The Key Element to Fulfillment

Shedding Light on Entitlement

At the age of 3, I knew something was wrong. I was too young to know what it was, but I felt it.


Unless you fit certain pre-defined criteria, blessed by circumstance and "look" a certain way, there is something wrong with you and there's nothing you can ever do about it. Natural selection, they say. Some lives are worth more than others, some variables more than others, some cultures... etc.




I was too young to ignore it. I didn't know how to suppress the obvious. I didn't know how to lie to myself yet. I was vulnerable. Everyone around me was telling me this was a beautiful world, and I certainly agreed and was excited to explore. But the way they elevated certain people, cultures, society and corruption above the wonder, light and expanse of nature... it never made sense to me.

 

To me, the adults looked like giant terrifying decaying parasites, sucking the life out of each other and us. Each of them suffering, struggling with the loss of the brightness that I felt encompassed inside me, that I recognized within the young open minds around me. The discomfort I felt when surrounded by people who lost their imagination was utterly terrifying. The darkness inside them.


I couldn't help but notice that the elders saw children as nothing but their pawns, devices to give meaning to their lives because they lacked meaning within themselves. But everyone else seemed ok with ignoring it.. so it must be something wrong with me I began to deduce. Maybe this world just wasn't meant for people like me? History burns and crucifies people like me.


I began to pay more attention, I began to ask questions to better understand the unnatural environment I would have to face. The conditions that were imposed, defined and declared. Some questions they would answer, most questions they would dismiss. As well as me, for asking them.


At the core of it all, seemed to be each ignorant person's delusion of genetic entitlement.


While my class would share their hopes and dreams, all the toys they wanted and jobs they wanted to waste their lives pursuing, all I wished for was that people would, for one moment be able to see the world and themselves through my eyes. Someone who looks and is treated differently, less-than, born without most of the "blessings" they are openly thankful for having.

 

The calendar littered with "holidays" for them to celebrate and flaunt their blessings, which just stood as consistent reminders to those without a reason to celebrate that the world doesn't care.


If suffering doesn't apply to those born with entitlements, then the suffering doesn't matter.



Every birthday, every Christmas, every opportunity. I dreamt of people waking up to the suffering and corruption that diminishes the conditions of nature below their artificial and self-centred list of entitlements. It was toxic and suffocating.

The righteousness of people who have hoarded and corrupted life-sustaining resources and vital industries for the sake of their own self-esteem and empowerment. The subjective religions and governments that burnt more literature and silenced more voices expressing each of societies' hypocrisies than can ever be quantified, until awakened to the depths they don't want you to see.


The reality they refuse to face, so they impose a false reality of kindness and gratitude. Faith and psychological conditioning, not to mention the dire consequences for challenging them.
============================================================
▸ **Task**
In the piece on entitlement, give the part starting with "While my class" and going on through "world doesn't care." again, changing "calendar" to "year".

▸ **Excerpted data**
============================================================
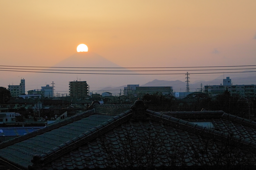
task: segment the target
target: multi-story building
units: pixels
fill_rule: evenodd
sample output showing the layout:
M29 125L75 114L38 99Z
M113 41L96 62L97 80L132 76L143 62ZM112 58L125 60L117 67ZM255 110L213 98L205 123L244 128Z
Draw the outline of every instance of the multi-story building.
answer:
M41 86L40 90L37 89L28 91L28 94L29 95L41 94L42 97L51 98L54 97L53 88L49 85L47 85L46 86Z
M223 79L223 85L205 85L204 92L212 96L223 93L227 89L231 95L239 95L242 96L252 97L256 95L256 85L233 85L229 77Z
M8 86L8 90L11 92L12 97L18 97L19 95L25 94L25 80L20 80L19 85L10 85Z
M69 82L69 95L76 99L88 97L88 85L86 81Z

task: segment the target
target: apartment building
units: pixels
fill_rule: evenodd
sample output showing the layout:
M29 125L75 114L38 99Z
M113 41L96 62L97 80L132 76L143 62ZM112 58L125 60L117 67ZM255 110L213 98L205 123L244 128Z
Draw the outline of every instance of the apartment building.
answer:
M20 80L19 85L8 85L8 90L11 92L12 97L18 97L19 95L25 93L25 80Z
M214 96L223 93L227 88L231 95L238 94L242 96L252 97L256 95L256 85L233 85L229 77L223 79L223 85L205 85L204 92Z
M69 95L75 99L82 99L88 95L88 85L86 81L77 80L69 82Z

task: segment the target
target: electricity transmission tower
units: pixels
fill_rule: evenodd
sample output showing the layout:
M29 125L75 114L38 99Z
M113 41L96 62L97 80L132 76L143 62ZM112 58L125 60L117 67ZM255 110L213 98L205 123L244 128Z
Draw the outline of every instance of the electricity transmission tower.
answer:
M186 81L187 82L187 88L186 88L186 92L189 92L189 85L188 84L188 82L190 82L190 81L188 80L188 78L189 78L188 77L188 75L189 75L188 72L187 72L187 74L185 74L185 75L187 75L187 77L185 78L187 78L187 81Z

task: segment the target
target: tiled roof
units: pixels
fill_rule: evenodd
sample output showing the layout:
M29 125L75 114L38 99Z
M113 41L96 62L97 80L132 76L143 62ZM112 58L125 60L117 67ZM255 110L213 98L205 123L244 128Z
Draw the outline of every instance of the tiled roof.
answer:
M141 101L116 115L95 112L120 106L93 106L1 143L0 157L23 169L45 170L223 165L230 154L234 165L255 163L255 122L222 111L156 112Z
M8 127L0 128L0 136L20 136L42 128L34 127Z

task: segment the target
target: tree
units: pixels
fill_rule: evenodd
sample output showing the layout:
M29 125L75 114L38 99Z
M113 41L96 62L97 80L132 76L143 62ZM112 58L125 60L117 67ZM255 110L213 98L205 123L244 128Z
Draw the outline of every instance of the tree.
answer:
M0 87L0 103L6 103L11 99L11 92L6 88Z

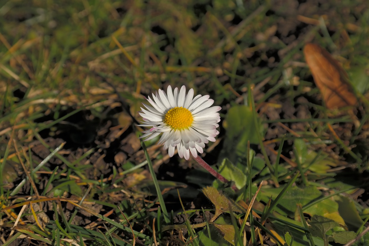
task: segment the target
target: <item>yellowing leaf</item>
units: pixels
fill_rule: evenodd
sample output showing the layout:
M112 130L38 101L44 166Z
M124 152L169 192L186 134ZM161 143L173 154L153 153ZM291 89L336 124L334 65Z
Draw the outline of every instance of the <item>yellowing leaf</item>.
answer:
M356 104L348 75L328 51L318 45L307 44L304 54L327 108L339 109Z
M221 194L216 188L213 187L208 187L203 189L203 192L207 197L211 201L215 206L215 213L211 220L213 222L219 215L223 213L229 213L229 203L232 204L232 210L239 213L242 211L234 203L231 201L223 194Z
M231 225L219 225L213 224L221 232L222 236L224 239L230 243L232 245L234 245L234 238L235 232L234 227Z

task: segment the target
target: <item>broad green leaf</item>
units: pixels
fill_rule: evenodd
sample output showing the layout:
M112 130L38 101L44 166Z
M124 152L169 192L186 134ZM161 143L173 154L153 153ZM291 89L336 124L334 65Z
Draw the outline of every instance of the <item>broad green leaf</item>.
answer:
M352 246L367 246L368 242L369 242L369 232L367 232L364 234L364 236L361 237L358 241L353 244Z
M338 213L338 204L328 198L323 200L304 210L304 212L313 216L320 215L330 219L340 225L345 225L345 221Z
M223 213L229 213L229 203L230 202L232 210L234 211L241 213L242 211L234 205L234 202L221 194L216 189L213 187L208 187L203 189L207 197L211 201L215 206L215 212L213 218L216 218Z
M261 200L264 202L268 202L270 197L272 199L276 198L283 189L282 187L278 188L262 188L260 191L263 195ZM304 206L321 195L321 192L315 187L309 186L304 188L296 186L292 187L277 205L277 208L280 209L276 211L282 215L292 216L296 209L296 204L300 203L303 206Z
M337 195L334 197L335 201L338 205L338 212L343 218L346 224L353 226L354 229L357 230L363 223L355 204L354 201L346 197Z
M332 232L331 236L336 243L345 244L356 237L355 232Z
M238 105L230 109L223 121L227 134L222 154L234 163L237 163L239 158L247 156L248 141L251 144L259 143L253 119L251 107ZM263 130L262 127L259 128Z
M358 67L351 68L349 72L352 85L361 94L364 94L369 90L369 76L367 70L365 68Z
M238 189L241 189L246 184L246 175L227 158L222 162L219 167L219 172L228 180L234 181L236 187Z
M314 215L309 223L309 230L314 236L325 239L327 233L335 226L338 226L335 221L323 216Z
M317 158L317 154L315 151L308 151L306 163L310 165L309 170L310 171L317 173L325 173L331 167L337 166L337 160L329 157L326 154L322 154ZM314 162L312 163L313 161Z

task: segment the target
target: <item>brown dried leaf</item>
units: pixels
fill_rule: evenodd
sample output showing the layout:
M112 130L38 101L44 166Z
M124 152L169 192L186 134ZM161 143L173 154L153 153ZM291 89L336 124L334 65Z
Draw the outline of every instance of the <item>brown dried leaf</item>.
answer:
M318 45L307 44L304 54L327 108L353 106L357 102L348 76L338 61Z

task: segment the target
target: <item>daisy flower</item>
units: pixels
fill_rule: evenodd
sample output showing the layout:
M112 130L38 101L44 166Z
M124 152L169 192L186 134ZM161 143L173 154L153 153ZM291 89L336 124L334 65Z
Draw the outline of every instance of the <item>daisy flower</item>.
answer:
M146 108L141 107L139 113L143 118L139 126L151 127L141 138L148 137L146 141L162 133L158 144L164 145L169 156L173 156L176 147L180 157L188 160L190 152L196 158L206 143L215 141L220 121L217 112L221 108L210 107L214 100L208 95L194 97L193 89L187 95L186 90L184 85L173 91L169 86L166 93L159 89L152 99L148 97L151 106L144 104Z

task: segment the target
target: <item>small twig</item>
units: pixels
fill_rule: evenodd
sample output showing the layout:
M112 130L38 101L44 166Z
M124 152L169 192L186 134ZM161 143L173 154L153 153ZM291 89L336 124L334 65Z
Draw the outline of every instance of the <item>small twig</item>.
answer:
M210 174L213 175L213 176L216 178L217 179L222 181L223 183L228 183L229 182L227 179L224 178L223 175L221 174L220 173L216 171L214 169L213 169L207 163L203 160L203 158L200 157L200 156L197 155L197 157L194 157L193 156L193 158L195 159L198 163L199 163L200 166L203 167L208 172L209 172ZM235 185L232 185L232 189L233 189L235 191L238 191L238 189L236 187Z

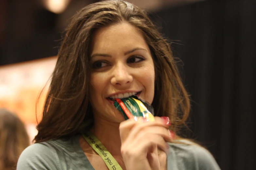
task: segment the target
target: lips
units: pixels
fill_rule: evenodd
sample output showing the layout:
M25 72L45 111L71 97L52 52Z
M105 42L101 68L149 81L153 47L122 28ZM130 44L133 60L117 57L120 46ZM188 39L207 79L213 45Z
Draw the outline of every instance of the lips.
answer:
M136 95L139 97L141 94L141 92L129 92L128 93L120 93L118 94L113 95L111 97L107 97L107 100L111 104L113 104L115 103L115 101L114 100L114 99L122 99L128 97L133 95Z

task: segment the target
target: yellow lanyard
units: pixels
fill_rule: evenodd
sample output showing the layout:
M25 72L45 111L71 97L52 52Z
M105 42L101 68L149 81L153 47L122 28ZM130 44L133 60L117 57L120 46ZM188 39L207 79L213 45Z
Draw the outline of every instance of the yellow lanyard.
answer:
M123 170L115 158L94 134L87 132L82 135L92 148L102 158L110 170Z

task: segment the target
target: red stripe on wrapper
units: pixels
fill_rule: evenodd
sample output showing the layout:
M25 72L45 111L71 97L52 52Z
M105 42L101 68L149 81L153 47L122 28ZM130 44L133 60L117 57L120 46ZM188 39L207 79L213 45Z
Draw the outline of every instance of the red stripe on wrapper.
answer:
M121 100L121 99L115 99L115 100L121 106L121 107L122 107L122 108L124 110L124 111L125 113L126 116L127 116L127 117L128 117L129 119L131 119L133 118L133 116L131 113L131 112L130 112L130 111L129 111L128 109L127 109L125 104L123 103L122 101Z

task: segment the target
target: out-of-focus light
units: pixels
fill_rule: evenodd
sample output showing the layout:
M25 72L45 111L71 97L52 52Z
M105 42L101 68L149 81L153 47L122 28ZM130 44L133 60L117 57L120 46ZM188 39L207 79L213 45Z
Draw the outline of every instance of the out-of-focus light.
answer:
M63 12L70 0L45 0L45 7L49 11L56 14Z

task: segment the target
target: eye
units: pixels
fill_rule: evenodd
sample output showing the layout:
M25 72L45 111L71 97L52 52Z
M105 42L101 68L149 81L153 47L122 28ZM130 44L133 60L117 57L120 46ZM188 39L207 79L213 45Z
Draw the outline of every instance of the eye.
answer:
M97 61L93 64L93 68L98 69L105 67L108 66L110 64L104 61Z
M128 63L139 63L144 60L145 58L140 56L132 56L127 59Z

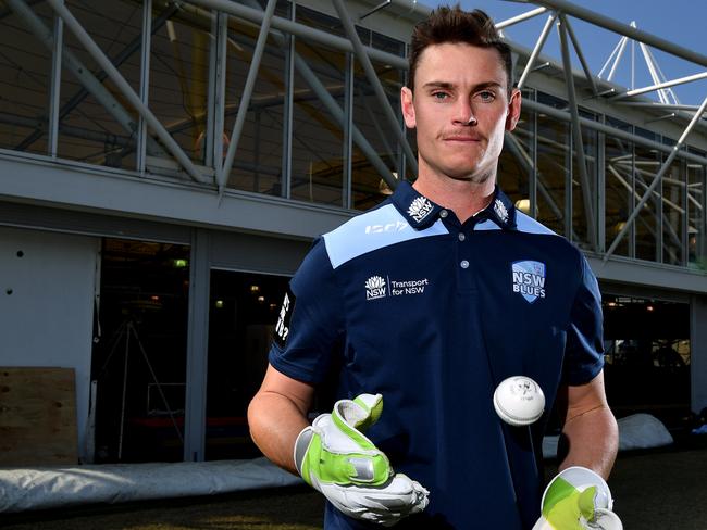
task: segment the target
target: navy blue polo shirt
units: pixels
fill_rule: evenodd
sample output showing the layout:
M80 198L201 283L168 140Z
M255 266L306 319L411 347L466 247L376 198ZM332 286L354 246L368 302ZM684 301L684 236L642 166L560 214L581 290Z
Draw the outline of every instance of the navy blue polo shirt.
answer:
M368 436L430 490L396 528L531 528L542 436L560 383L603 368L600 295L581 252L494 200L460 224L409 184L319 238L290 281L270 363L295 379L335 378L339 398L383 394ZM531 429L496 415L493 393L532 377L546 414ZM331 505L326 529L376 528Z

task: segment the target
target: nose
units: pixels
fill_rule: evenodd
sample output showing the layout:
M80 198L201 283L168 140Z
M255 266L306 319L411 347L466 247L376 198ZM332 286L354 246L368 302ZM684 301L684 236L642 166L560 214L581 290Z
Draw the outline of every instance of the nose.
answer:
M455 108L455 125L476 125L474 109L471 102L461 98Z

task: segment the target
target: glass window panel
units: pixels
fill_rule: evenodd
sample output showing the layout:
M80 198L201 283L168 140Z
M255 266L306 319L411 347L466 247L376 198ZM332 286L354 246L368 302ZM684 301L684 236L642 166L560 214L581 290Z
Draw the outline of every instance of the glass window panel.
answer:
M582 117L595 119L593 114L585 112L580 113ZM591 201L591 207L585 207L585 190L582 182L582 173L576 157L576 141L572 142L572 240L581 248L593 250L590 241L590 223L594 224L594 235L597 230L597 202L596 192L597 178L597 152L598 152L598 132L594 129L582 127L582 143L584 147L584 162L586 164L586 178L588 192L586 193ZM591 215L590 215L591 213Z
M123 1L99 5L82 0L70 0L66 5L133 90L139 91L141 5ZM75 55L83 63L89 85L99 85L103 90L87 89L86 81L79 79L64 63L60 96L59 156L134 169L137 111L66 27L64 52Z
M297 40L296 52L344 109L346 55ZM343 205L344 131L301 73L295 71L290 197Z
M666 157L666 155L663 155ZM662 176L662 261L670 265L684 265L685 228L684 163L675 159Z
M288 278L212 270L210 283L206 459L261 456L247 409L265 375Z
M637 130L637 129L636 129ZM634 178L636 197L634 206L645 195L646 189L650 186L653 178L660 168L661 154L656 149L648 149L642 146L635 148ZM636 254L640 260L652 262L660 261L660 249L658 236L660 234L660 203L659 198L654 193L635 219Z
M390 129L379 99L369 83L363 68L355 63L354 74L354 126L369 141L375 154L392 173L397 173L400 147L395 132ZM388 97L396 115L400 109L400 87L404 75L388 65L373 63L377 77ZM402 125L401 125L402 126ZM368 210L389 193L389 188L382 180L381 174L372 165L363 151L354 142L351 163L351 205L356 210Z
M567 103L542 92L538 102L565 109ZM557 234L566 235L566 188L570 172L570 126L537 113L537 219Z
M178 12L152 35L150 54L150 110L185 154L206 160L207 104L211 17ZM154 142L147 154L170 157Z
M497 181L516 207L531 215L530 179L533 174L533 119L531 111L521 108L521 116L511 137L506 137L498 160Z
M687 260L691 267L702 270L707 270L705 174L705 166L687 163Z
M51 8L35 2L32 10L53 34ZM51 61L49 48L7 10L0 31L0 148L47 153Z
M226 106L223 154L238 114L259 28L231 18L226 65ZM247 191L282 194L283 123L286 47L272 36L262 55L248 113L233 162L228 186ZM289 42L288 40L286 40ZM311 99L311 92L307 96Z
M629 124L609 125L627 131L631 129ZM612 136L605 138L605 248L608 249L633 210L633 143ZM633 228L621 239L613 253L631 256Z

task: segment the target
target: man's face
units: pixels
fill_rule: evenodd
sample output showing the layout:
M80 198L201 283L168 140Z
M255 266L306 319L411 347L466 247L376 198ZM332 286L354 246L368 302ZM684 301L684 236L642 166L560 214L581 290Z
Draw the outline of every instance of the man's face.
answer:
M483 182L495 176L504 131L516 127L520 92L508 101L508 79L494 48L467 43L427 47L414 94L402 88L405 123L417 128L420 175Z

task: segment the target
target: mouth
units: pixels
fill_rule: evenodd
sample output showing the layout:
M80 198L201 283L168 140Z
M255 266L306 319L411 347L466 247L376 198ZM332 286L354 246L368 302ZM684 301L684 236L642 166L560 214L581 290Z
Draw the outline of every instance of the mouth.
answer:
M480 142L481 138L474 136L447 136L443 138L446 142L473 143Z

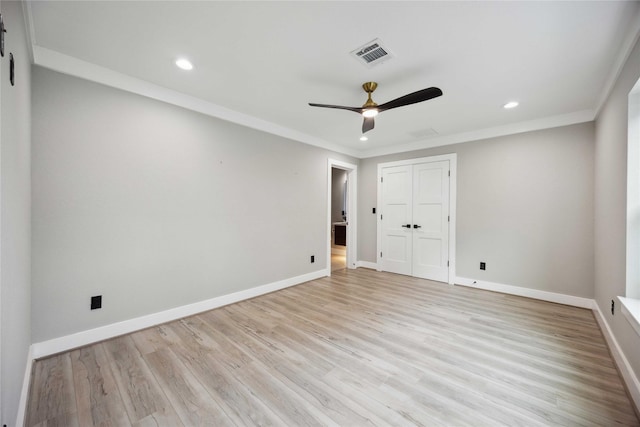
============================================================
▸ **Solution to this exercise**
While my class would share their hopes and dreams, all the toys they wanted and jobs they wanted to waste their lives pursuing, all I wished for was that people would, for one moment be able to see the world and themselves through my eyes. Someone who looks and is treated differently, less-than, born without most of the "blessings" they are openly thankful for having.

 

The year littered with "holidays" for them to celebrate and flaunt their blessings, which just stood as consistent reminders to those without a reason to celebrate that the world doesn't care.